> Task list:
A. According to the field guides essay, in what year was Emmet Reid Blake's Birds of Mexico first published?
B. Extend the field guides essay, picking up after its final sentence.

> Selected passage:
==================================================

Field Guides

BY: Bob Montgomerie, Queen’s University | 3 June 2019


In the fall of 1973, shortly after starting my PhD at McGill University, I decided that I wanted to study a community of hummingbirds in western Mexico. During his own PhD research, my supervisor (major professor), Peter Grant, had discovered an apparent case of character displacement in the bill lengths of two hummingbird species on the Islas Tres Marìas, about 50 km off the Pacific coast at San Blas, Nayarit. Hummingbirds seemed a good choice—both then and now—for a field study as they were abundant, fairly easy to watch, and could be attracted to feeders. Most important for my study, it seemed at least possible to quantify the energetic costs and benefits of their foraging activities and how bill size might influence those costs and benefits.

My initial excitement about this project was seriously dampened when I discovered that what I thought was the only field guide to Mexican birds was the one that Peter had used during his field work in the mid-1960s [1]— Emmet Reid Blake’s Birds of Mexico, first published in 1952. Blake’s guide included some drawings but nothing really as useful as the field guides to North American birds that I was so familiar with. Asking around [2], I learned that two new guides to Mexican birds had been published in 1972—Irby Davis’s Field Guide to the Birds of Mexico and Central America and Ernest P. Edwards’s A Field Guide to the Birds of Mexico —both with colour plates.

==================================================

> Material supplied:

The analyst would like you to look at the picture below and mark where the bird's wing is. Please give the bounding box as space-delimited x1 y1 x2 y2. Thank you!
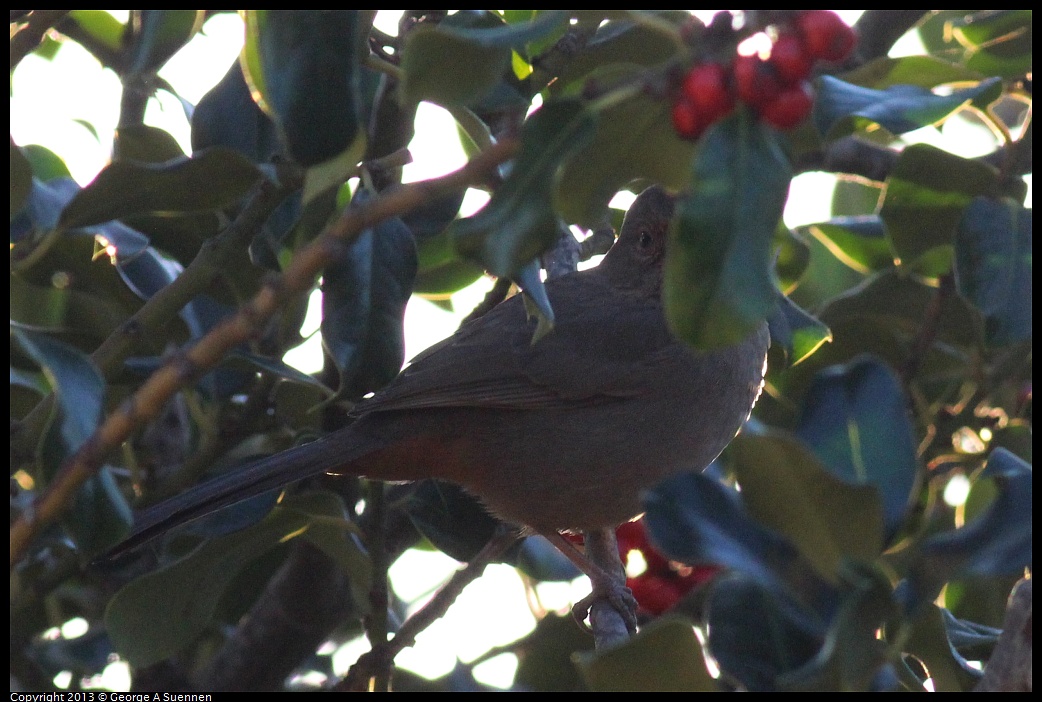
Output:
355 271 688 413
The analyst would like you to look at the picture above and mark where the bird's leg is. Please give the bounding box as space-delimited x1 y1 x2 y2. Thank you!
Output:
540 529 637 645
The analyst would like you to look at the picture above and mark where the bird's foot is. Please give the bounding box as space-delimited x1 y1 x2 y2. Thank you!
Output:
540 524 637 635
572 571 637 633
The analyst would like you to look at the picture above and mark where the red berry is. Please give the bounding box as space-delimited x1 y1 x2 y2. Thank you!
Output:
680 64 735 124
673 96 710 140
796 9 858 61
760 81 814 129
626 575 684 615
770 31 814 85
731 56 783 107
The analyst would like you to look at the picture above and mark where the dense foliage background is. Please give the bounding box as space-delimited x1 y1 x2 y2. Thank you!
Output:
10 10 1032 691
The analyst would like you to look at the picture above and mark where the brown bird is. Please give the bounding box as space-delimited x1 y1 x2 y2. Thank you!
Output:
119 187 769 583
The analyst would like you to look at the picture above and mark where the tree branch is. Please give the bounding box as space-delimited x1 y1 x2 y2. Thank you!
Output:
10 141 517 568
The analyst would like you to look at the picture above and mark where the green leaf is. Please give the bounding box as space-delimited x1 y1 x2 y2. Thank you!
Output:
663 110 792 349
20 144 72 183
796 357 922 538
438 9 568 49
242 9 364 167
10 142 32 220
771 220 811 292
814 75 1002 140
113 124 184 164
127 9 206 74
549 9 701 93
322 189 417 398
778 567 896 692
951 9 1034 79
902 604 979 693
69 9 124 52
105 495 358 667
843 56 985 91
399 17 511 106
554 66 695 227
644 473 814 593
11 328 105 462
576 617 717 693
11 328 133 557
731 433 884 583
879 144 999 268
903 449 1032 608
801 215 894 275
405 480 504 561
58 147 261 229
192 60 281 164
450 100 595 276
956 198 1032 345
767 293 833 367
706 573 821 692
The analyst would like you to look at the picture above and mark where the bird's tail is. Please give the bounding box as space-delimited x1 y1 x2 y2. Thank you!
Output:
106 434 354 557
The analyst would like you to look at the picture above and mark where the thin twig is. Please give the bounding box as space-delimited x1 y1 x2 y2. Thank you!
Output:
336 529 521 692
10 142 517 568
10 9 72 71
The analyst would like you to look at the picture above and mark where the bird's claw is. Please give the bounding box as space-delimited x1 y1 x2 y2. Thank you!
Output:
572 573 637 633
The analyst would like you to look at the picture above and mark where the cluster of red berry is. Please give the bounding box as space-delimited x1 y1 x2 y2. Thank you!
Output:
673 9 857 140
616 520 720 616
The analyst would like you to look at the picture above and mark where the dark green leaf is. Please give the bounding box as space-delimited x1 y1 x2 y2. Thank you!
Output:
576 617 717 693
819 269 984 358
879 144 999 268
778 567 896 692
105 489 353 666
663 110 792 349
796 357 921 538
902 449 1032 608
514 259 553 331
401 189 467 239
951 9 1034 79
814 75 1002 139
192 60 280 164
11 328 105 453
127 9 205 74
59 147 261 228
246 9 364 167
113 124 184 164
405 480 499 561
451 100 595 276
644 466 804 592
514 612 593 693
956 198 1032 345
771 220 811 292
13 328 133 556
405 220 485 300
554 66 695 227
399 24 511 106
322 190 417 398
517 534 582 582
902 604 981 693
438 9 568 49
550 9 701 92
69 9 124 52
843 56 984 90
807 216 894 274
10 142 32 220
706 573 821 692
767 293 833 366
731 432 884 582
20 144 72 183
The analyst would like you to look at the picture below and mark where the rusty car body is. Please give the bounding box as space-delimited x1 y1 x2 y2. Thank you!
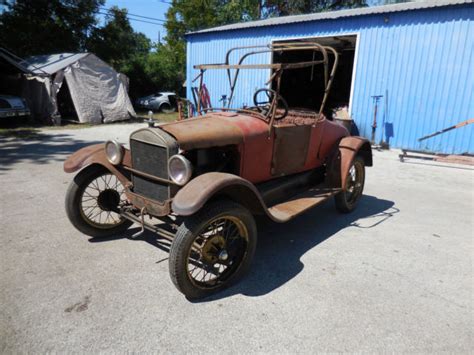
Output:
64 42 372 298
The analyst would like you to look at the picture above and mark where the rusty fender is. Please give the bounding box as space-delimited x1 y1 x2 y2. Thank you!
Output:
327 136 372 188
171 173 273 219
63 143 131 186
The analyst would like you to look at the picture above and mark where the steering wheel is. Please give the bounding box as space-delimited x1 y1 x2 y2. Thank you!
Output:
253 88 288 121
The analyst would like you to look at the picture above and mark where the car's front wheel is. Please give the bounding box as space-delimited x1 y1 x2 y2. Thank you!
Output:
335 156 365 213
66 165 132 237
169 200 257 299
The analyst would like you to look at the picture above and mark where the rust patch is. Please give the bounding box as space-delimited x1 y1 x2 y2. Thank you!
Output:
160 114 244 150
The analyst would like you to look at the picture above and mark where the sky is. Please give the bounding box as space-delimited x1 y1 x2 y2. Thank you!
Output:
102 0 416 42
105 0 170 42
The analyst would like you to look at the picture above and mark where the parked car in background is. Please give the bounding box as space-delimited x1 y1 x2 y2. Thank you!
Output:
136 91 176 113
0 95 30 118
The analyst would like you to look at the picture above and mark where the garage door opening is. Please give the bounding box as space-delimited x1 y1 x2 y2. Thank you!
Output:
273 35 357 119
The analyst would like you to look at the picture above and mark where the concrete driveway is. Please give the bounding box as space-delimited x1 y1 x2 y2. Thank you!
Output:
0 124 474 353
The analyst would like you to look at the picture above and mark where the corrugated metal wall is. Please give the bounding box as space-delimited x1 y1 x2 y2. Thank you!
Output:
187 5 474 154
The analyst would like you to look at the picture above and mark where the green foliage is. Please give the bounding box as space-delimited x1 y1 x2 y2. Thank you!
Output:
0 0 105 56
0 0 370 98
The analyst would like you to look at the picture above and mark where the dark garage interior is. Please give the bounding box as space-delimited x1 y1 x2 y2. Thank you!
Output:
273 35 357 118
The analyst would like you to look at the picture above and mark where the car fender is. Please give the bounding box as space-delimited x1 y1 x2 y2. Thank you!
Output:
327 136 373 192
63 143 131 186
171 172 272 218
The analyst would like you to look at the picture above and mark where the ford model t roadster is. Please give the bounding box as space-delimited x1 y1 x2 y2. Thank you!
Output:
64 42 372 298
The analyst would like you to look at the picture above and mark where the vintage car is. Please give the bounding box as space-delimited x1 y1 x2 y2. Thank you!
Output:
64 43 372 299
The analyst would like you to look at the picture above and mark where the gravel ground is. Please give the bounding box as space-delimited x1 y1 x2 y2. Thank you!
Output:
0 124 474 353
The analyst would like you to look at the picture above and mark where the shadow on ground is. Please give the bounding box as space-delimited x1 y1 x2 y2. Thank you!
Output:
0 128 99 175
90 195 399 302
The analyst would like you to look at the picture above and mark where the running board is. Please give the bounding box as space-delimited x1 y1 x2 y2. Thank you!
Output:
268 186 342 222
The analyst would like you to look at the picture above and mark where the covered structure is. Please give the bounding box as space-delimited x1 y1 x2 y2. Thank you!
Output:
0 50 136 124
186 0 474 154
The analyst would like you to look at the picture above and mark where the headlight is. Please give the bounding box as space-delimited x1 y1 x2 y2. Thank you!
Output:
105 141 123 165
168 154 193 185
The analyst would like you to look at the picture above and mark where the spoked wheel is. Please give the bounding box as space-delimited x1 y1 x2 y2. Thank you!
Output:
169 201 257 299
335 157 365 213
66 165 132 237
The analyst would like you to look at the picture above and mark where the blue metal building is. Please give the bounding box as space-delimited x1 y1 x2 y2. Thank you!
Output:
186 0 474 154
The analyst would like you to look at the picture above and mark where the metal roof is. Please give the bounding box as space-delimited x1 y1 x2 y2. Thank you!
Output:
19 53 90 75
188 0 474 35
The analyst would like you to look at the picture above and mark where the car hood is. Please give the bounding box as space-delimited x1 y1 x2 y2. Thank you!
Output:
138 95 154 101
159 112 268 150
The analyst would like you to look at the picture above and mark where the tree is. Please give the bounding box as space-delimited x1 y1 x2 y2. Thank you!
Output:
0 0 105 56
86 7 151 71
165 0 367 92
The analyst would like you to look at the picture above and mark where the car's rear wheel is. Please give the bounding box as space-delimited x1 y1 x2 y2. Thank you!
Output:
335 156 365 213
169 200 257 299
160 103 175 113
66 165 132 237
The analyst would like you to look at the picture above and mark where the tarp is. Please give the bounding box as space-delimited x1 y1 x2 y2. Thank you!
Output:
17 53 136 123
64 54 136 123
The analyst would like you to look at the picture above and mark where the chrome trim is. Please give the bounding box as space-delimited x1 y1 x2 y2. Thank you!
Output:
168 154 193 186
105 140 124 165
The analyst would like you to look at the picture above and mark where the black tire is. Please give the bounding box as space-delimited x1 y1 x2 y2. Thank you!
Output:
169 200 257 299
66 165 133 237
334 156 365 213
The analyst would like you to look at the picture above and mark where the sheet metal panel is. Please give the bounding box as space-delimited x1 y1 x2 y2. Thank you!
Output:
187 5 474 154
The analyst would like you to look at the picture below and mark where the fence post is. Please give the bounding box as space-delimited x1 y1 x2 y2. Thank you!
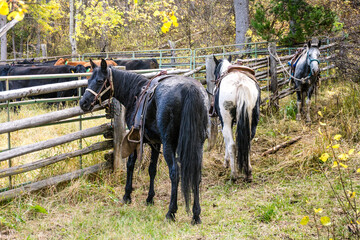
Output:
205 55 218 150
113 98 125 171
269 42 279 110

==================================================

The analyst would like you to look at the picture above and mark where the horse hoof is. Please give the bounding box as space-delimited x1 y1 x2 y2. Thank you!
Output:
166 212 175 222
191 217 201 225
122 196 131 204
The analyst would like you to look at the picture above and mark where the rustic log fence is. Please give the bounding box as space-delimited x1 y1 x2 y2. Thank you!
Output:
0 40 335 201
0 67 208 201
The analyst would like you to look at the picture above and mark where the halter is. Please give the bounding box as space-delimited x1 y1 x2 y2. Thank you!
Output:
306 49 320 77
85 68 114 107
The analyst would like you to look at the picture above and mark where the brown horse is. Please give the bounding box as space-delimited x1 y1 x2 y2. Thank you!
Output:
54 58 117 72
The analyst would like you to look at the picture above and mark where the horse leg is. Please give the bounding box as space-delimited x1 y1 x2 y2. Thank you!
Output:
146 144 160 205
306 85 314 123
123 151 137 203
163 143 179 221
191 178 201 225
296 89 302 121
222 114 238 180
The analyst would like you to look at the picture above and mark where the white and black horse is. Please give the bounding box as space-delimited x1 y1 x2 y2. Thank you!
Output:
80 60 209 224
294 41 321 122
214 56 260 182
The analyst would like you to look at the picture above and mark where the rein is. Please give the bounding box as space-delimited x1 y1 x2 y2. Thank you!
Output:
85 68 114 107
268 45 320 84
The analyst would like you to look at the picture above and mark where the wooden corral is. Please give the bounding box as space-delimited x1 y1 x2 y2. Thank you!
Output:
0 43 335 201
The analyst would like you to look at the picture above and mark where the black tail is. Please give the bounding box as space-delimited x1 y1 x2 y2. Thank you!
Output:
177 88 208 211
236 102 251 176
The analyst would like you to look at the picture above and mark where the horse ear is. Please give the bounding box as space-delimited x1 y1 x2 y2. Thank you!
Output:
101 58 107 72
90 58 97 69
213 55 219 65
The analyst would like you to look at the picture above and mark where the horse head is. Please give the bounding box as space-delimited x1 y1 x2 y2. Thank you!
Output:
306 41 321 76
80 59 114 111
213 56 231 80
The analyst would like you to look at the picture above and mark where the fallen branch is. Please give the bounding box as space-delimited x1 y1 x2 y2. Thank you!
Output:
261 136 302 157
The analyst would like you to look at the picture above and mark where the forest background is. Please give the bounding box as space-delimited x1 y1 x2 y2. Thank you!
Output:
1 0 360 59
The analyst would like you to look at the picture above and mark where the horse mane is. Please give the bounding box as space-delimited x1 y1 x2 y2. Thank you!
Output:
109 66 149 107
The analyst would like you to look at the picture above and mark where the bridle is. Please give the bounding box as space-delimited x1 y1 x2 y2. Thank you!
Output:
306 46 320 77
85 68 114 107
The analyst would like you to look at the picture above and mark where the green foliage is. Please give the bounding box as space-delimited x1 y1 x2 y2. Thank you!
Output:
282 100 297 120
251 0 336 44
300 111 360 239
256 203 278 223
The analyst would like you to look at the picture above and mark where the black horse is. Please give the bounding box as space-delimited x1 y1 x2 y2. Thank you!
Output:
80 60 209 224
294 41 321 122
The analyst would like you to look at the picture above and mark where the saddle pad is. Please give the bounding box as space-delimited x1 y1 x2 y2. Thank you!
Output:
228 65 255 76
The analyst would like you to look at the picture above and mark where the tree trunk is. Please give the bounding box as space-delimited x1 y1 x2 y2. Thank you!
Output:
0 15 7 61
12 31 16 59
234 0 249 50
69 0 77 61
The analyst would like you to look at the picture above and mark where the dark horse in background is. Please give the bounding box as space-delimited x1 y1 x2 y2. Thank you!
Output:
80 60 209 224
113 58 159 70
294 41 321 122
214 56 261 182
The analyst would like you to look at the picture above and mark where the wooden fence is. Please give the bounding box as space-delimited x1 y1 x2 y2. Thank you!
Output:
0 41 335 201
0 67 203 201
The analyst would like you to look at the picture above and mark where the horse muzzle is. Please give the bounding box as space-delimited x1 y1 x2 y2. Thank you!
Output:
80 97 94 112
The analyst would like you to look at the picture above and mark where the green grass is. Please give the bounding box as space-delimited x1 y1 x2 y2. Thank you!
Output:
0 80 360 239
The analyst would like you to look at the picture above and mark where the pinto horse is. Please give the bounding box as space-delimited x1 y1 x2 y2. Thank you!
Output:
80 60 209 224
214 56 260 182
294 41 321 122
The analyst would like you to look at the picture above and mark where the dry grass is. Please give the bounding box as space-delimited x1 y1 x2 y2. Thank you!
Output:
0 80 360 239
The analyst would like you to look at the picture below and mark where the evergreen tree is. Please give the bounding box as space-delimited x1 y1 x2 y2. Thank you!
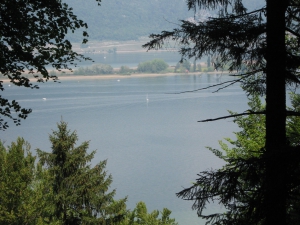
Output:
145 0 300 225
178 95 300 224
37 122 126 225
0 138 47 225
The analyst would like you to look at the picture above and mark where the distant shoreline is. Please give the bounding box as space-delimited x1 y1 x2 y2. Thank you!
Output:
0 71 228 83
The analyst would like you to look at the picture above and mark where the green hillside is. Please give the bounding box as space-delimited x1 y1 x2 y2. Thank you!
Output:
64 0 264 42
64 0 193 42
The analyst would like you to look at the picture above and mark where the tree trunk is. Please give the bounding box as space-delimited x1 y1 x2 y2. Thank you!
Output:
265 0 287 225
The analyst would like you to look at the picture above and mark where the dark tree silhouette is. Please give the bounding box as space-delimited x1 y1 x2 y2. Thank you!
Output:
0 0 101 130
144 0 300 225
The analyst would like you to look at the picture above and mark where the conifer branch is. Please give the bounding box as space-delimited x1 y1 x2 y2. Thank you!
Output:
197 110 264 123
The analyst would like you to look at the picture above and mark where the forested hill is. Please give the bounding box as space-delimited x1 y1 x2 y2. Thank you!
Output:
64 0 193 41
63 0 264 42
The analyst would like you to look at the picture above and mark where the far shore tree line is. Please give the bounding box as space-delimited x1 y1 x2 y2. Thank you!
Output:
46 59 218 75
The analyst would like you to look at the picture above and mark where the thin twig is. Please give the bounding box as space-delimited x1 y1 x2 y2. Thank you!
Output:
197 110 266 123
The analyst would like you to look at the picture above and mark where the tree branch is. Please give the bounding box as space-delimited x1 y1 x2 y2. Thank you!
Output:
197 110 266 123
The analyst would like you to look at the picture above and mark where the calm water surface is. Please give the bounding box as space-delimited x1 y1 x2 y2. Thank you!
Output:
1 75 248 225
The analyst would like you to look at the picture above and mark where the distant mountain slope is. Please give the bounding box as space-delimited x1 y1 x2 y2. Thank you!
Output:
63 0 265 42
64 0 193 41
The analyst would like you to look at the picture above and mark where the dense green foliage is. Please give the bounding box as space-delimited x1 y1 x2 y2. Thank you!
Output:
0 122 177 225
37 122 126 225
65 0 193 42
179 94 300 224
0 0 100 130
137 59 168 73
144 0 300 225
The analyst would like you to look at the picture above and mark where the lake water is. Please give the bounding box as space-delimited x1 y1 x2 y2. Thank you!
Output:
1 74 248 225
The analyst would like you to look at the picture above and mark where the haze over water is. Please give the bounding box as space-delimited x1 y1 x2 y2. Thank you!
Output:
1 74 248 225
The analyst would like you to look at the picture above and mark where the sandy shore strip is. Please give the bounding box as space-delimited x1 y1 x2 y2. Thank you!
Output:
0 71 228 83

==================================================

> Task results:
A. 1952

B.
Blake’s Birds of Mexico with two species accounts

I ordered them both but when they arrived I saw that field identification was still going to be tough. One of my focal species—Cinnamon Hummingbird—was distinctive and easy, but the other was the Broad-billed hummingbird which looked to me very similar to a half dozen other species that I expected to encounter. From today’s perspective that now feels like I was being overly cautious but at the time I had only ever seen the Ruby-throated hummingbird and the vast array of tropical species made their identification seem bewildering complex. I learned to watch birds with Peterson’s Eastern Guide and Robbins’s Golden Guide in hand so even those new Mexican guides seemed primitive in comparison.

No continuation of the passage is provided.